What to do = Set down again, exactly and only, the lines from the one that contains "of the pedestrian" through the last line of the records below, both included, but not the pictures.

Data =
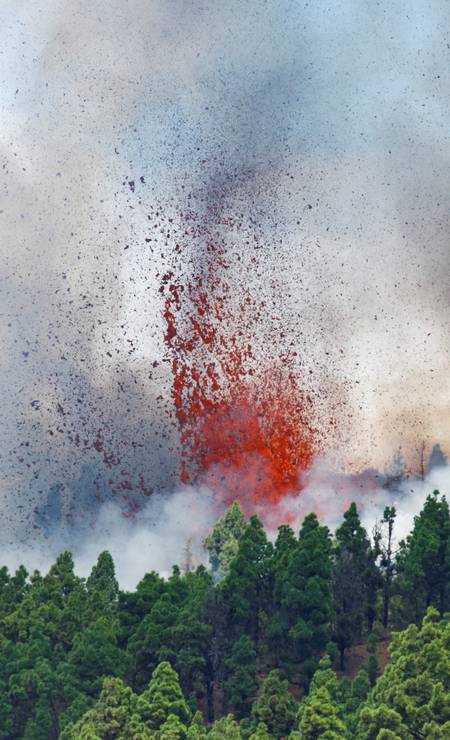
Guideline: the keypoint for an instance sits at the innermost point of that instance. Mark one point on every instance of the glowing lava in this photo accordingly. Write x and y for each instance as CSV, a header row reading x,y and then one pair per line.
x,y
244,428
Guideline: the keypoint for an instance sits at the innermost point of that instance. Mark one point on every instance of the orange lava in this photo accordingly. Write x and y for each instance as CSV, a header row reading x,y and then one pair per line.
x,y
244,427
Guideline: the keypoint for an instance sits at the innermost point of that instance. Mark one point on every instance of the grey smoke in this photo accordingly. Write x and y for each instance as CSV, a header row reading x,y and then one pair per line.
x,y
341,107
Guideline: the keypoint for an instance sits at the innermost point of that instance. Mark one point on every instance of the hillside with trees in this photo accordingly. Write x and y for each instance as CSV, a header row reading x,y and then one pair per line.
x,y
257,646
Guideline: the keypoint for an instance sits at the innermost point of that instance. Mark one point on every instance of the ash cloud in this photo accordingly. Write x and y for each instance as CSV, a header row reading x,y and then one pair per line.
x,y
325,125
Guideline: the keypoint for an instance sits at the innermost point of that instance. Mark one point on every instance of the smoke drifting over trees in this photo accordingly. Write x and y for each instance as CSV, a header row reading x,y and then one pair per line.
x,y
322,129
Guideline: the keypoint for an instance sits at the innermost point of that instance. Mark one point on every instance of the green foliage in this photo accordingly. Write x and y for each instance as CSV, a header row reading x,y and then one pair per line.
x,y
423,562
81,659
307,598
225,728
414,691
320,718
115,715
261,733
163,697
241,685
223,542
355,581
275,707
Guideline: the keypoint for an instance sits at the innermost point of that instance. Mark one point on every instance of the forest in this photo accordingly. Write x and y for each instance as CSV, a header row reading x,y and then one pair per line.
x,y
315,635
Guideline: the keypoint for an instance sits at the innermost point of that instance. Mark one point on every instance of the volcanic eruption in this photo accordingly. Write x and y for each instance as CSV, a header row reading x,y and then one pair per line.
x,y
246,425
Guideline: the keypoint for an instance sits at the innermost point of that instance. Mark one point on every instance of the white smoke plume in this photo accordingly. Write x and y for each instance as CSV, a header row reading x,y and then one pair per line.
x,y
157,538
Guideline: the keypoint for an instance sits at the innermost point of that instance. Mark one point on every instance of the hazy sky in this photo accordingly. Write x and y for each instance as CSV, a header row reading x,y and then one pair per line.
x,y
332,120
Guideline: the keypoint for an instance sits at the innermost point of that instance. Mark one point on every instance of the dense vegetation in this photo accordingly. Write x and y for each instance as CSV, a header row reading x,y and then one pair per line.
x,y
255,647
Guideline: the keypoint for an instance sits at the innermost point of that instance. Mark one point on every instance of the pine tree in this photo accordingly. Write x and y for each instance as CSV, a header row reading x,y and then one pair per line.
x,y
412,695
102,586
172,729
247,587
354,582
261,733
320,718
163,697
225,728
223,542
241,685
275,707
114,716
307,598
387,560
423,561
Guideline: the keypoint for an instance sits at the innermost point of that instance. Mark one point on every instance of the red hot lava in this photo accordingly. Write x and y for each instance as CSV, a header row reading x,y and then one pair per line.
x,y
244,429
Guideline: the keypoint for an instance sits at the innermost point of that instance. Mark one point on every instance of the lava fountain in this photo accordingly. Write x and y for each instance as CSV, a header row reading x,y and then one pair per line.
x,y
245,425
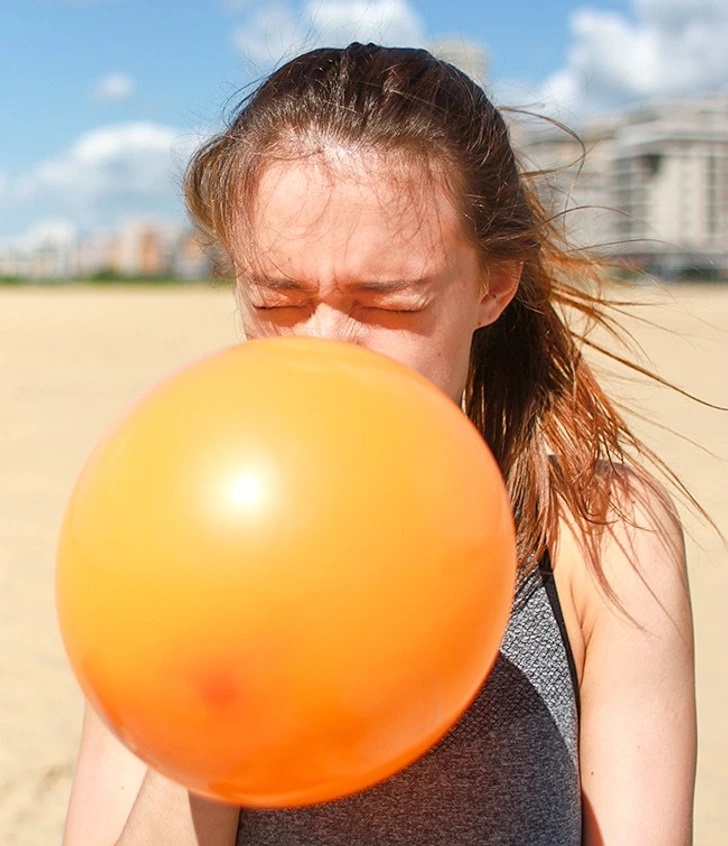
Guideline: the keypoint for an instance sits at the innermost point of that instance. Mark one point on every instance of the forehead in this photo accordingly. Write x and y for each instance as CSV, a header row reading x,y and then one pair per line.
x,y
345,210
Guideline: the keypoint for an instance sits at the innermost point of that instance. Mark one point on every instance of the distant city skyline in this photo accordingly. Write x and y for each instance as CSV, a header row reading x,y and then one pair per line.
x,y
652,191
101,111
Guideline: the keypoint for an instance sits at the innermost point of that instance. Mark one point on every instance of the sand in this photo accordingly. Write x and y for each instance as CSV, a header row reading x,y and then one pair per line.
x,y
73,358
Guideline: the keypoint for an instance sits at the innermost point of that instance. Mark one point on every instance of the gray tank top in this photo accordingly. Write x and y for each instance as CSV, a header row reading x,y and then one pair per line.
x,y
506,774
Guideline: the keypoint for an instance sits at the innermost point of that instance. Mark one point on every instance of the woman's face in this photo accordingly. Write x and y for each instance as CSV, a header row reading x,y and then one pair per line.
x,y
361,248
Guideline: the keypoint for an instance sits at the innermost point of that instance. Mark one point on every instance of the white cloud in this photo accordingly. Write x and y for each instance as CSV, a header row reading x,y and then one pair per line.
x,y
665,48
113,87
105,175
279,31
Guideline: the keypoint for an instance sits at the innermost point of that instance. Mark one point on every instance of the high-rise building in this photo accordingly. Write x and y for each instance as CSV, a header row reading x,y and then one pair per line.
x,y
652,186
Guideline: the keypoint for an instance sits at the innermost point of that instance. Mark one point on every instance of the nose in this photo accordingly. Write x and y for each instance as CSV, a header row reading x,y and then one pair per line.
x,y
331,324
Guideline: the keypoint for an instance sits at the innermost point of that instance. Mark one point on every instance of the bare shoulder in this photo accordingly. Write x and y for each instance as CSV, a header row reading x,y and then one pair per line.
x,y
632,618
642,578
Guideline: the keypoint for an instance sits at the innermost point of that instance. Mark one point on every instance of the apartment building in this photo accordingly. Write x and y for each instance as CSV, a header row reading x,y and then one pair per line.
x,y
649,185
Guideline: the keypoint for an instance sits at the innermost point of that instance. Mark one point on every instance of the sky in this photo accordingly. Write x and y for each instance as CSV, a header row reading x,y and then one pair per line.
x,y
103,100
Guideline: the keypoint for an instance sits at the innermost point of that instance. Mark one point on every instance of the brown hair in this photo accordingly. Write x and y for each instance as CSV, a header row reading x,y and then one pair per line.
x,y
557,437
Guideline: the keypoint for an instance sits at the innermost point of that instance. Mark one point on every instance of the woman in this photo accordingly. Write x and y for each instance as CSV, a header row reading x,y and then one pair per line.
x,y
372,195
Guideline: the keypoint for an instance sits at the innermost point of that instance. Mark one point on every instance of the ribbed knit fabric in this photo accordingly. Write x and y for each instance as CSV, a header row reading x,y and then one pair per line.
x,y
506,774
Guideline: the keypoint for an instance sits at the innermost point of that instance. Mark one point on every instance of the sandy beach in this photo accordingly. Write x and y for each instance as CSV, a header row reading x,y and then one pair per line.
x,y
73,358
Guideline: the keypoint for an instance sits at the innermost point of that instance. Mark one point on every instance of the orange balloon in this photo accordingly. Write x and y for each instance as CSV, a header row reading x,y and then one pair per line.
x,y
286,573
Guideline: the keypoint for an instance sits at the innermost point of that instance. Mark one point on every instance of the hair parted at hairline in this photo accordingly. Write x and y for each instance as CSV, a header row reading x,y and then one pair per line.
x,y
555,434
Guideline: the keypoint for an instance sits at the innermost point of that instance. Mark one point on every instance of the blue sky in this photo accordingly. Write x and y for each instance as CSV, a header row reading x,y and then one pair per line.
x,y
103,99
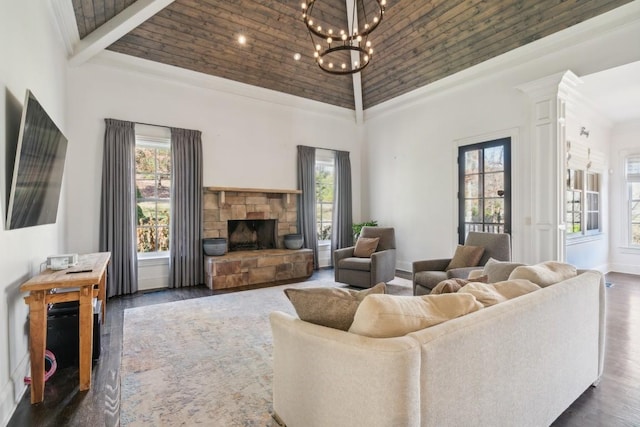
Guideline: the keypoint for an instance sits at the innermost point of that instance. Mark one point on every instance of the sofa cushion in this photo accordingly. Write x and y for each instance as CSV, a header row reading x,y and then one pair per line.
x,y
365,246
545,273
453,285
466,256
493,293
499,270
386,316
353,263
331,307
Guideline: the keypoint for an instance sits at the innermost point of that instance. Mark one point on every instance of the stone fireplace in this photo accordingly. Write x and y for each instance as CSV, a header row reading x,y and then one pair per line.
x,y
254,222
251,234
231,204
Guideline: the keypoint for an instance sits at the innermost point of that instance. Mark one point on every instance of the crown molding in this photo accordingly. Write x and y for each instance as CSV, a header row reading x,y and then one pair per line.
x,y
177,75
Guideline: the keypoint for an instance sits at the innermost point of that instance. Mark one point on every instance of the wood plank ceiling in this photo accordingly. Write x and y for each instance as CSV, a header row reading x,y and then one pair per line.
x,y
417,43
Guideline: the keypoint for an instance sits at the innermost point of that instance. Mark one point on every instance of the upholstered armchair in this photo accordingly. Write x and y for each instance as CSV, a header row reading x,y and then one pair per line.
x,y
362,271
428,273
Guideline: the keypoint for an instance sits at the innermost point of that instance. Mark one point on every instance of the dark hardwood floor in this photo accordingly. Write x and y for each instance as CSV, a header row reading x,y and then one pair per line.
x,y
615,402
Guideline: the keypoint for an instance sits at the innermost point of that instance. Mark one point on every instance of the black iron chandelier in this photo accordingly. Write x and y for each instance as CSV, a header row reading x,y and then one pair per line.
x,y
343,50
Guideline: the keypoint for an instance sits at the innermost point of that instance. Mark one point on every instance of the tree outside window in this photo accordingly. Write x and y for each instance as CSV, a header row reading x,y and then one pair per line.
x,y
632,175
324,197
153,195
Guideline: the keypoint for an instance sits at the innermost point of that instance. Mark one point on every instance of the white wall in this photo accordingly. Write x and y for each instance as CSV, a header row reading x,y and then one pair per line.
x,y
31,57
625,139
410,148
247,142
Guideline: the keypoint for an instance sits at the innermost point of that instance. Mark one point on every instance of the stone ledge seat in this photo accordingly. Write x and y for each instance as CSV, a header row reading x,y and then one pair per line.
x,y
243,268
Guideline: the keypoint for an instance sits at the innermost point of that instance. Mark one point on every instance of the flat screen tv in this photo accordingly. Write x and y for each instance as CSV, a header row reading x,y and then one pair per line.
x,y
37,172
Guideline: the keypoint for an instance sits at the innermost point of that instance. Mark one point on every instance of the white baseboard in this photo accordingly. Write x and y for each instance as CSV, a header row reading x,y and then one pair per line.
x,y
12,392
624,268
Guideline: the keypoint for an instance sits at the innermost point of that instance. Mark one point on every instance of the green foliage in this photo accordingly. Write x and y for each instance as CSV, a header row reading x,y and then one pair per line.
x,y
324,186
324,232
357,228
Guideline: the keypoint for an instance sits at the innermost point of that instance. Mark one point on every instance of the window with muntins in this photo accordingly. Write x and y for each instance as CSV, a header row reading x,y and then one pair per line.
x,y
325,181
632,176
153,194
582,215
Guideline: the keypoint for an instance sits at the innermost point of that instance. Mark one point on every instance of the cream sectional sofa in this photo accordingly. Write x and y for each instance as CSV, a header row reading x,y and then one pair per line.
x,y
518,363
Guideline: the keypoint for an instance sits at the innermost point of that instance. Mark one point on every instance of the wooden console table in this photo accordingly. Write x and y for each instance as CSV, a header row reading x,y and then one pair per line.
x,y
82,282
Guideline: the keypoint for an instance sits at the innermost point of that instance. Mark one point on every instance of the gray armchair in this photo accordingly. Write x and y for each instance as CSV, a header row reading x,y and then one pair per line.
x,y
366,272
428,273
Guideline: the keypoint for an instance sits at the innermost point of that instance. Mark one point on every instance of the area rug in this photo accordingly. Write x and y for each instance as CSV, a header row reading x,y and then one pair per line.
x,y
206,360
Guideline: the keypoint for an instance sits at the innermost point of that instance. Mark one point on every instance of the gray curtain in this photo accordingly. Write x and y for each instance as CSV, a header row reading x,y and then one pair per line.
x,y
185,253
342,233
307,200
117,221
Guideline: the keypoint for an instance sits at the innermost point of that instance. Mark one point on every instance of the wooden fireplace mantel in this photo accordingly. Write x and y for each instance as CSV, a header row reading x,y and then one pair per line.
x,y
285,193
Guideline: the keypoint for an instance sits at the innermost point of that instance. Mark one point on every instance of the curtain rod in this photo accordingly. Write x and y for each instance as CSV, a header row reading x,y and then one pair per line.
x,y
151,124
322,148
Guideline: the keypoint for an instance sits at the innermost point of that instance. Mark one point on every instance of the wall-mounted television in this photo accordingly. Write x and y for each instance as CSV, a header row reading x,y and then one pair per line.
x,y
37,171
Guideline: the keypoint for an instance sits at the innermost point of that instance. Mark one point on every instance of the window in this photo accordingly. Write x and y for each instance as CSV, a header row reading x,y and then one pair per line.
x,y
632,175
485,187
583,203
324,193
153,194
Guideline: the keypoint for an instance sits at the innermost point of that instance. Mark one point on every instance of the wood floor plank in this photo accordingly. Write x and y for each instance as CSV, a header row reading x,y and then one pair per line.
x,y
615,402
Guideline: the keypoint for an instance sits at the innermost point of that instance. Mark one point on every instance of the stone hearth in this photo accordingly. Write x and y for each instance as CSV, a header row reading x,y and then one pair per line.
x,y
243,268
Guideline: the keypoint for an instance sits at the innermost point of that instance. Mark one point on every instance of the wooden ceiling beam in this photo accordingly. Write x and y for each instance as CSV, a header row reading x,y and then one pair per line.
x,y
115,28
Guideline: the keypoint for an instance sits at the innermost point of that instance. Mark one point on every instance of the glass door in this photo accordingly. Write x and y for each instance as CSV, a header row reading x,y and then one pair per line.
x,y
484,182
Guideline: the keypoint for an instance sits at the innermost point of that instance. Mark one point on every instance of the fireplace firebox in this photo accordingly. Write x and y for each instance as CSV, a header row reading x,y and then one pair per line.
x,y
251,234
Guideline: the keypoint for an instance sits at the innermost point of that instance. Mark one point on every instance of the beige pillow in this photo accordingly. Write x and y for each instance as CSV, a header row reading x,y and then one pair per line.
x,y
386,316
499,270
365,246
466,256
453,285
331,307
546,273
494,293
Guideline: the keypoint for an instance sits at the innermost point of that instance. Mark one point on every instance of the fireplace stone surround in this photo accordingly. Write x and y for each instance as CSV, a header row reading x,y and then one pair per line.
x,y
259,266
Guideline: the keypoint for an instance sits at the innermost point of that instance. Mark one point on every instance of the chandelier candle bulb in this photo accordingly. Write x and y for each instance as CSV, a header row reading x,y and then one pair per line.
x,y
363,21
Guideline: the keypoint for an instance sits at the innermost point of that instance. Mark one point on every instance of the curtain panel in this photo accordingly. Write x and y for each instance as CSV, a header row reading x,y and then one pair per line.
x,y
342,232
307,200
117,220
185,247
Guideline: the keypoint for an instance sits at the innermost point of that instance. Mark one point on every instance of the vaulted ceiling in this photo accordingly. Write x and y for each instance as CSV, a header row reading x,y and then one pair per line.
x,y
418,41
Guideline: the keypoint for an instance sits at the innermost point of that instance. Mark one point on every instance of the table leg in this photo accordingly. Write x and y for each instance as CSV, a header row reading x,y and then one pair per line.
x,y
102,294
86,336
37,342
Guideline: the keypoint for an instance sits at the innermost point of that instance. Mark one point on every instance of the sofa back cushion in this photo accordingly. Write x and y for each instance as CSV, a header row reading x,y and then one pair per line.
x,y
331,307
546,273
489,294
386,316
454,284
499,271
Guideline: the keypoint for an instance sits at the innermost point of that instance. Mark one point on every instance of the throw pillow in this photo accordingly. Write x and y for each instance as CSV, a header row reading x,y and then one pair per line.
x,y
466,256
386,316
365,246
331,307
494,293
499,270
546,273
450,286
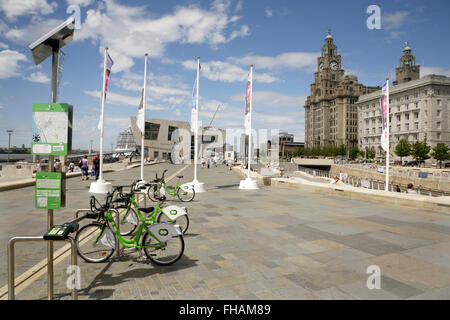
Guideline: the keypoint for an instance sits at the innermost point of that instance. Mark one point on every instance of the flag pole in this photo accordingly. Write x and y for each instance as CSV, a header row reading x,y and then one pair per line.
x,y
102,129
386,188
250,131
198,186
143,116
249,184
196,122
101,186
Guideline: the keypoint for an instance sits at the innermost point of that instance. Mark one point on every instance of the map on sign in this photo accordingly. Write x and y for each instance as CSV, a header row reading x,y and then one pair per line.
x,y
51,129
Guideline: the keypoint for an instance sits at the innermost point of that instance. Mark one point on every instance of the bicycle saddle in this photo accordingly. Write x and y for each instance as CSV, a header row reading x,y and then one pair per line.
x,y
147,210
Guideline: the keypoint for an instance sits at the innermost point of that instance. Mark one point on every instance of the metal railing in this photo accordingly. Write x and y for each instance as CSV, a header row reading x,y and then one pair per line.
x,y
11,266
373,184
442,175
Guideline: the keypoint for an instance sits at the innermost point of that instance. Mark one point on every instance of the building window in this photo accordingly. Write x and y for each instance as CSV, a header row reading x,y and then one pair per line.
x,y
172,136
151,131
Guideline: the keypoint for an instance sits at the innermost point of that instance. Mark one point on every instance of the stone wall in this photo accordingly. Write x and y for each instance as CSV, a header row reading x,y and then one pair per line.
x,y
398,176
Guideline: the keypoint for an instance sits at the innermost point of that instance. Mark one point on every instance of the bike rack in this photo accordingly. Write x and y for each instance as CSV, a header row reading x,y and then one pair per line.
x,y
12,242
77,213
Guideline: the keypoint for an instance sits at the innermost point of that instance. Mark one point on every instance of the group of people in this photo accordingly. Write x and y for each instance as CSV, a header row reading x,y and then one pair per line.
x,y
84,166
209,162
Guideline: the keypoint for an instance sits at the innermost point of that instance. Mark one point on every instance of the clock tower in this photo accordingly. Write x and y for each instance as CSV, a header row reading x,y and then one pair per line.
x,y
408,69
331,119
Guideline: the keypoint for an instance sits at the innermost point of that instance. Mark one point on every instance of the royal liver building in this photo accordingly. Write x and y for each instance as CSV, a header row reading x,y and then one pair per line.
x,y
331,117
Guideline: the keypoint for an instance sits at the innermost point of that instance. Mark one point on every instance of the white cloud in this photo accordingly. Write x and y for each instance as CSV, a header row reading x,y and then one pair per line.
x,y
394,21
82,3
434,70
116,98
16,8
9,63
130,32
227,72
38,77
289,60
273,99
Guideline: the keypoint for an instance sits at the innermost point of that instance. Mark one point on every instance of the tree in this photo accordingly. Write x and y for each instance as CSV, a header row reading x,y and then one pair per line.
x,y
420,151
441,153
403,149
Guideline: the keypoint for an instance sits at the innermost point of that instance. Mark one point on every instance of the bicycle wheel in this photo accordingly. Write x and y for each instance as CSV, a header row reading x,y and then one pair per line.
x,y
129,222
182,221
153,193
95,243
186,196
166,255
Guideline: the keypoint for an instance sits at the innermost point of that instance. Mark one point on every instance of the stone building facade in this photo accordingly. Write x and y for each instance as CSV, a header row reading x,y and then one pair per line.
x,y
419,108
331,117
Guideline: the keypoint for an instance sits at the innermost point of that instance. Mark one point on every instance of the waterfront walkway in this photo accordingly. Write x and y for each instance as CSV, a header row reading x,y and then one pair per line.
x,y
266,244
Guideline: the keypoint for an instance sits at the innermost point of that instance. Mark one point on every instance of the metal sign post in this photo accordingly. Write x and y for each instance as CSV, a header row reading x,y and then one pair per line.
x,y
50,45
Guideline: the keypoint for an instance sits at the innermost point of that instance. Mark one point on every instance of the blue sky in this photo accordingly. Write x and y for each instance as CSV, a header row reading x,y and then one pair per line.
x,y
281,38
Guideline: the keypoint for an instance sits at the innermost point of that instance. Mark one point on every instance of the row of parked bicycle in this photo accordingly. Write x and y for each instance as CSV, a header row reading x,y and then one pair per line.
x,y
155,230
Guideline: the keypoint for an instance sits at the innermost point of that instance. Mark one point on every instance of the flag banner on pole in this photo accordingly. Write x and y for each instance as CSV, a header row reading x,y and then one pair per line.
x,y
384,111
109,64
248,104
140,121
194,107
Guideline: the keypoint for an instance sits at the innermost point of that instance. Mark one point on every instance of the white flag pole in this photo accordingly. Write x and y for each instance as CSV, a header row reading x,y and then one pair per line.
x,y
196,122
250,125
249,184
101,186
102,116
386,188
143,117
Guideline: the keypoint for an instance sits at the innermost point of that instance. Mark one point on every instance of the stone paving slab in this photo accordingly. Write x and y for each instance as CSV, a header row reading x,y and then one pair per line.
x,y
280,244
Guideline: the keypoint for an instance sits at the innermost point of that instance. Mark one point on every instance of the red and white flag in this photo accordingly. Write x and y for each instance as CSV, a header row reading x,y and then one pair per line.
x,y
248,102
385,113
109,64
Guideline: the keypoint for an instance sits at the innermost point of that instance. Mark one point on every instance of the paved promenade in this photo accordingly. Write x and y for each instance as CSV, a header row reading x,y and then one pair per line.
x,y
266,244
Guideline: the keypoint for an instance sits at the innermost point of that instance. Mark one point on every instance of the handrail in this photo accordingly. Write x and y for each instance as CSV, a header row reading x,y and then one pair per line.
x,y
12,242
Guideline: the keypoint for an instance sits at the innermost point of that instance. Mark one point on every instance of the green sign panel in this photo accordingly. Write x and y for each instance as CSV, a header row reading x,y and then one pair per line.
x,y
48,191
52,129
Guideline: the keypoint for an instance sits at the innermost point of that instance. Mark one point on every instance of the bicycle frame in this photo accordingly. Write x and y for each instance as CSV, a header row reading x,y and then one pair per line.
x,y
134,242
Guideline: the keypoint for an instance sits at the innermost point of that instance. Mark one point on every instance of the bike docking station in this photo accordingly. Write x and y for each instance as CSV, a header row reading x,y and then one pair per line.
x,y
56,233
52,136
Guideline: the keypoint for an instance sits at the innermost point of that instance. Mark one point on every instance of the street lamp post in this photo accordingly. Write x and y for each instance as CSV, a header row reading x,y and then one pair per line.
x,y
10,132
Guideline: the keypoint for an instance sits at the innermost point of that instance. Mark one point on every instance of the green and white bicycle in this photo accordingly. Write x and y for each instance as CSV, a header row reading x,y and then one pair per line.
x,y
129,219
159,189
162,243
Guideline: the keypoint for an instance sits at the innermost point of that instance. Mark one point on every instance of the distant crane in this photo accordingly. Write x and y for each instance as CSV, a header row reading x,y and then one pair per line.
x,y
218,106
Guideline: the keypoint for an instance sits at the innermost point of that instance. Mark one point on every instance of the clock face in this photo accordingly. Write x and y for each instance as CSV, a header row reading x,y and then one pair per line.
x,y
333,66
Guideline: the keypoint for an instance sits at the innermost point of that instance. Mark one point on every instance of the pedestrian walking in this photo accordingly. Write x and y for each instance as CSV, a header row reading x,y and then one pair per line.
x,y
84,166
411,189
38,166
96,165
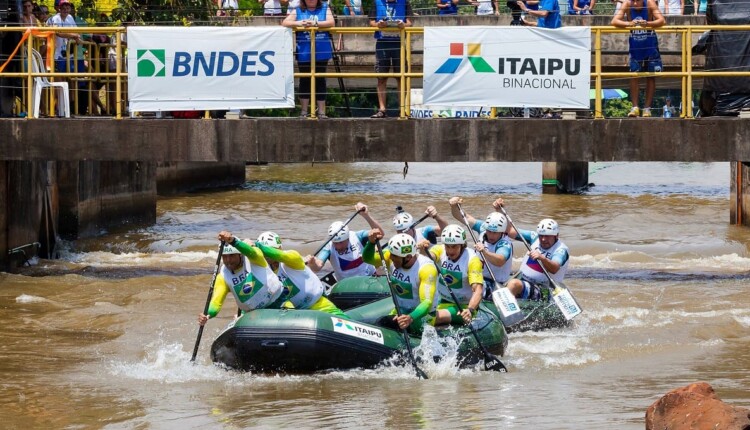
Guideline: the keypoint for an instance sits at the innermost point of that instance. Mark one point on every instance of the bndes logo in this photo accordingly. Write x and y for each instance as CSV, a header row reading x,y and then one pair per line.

Written answer =
Guideline: the keypoint for an instance sits at the innermost point of that instance. Mark one point on every instance of the pedestrian walking in this photo accordingly. Write x and y for each instance as CSV, a header row reading x,y and then one pair per line.
x,y
84,166
411,189
38,166
96,165
Guideline: the keypoint for an instance sits at the innermost point of that instance. Mark one point on every instance of the bndes logo in this photo accordingly. Write x and y for each instance as CSV, a header row reading x,y and then one pair per line.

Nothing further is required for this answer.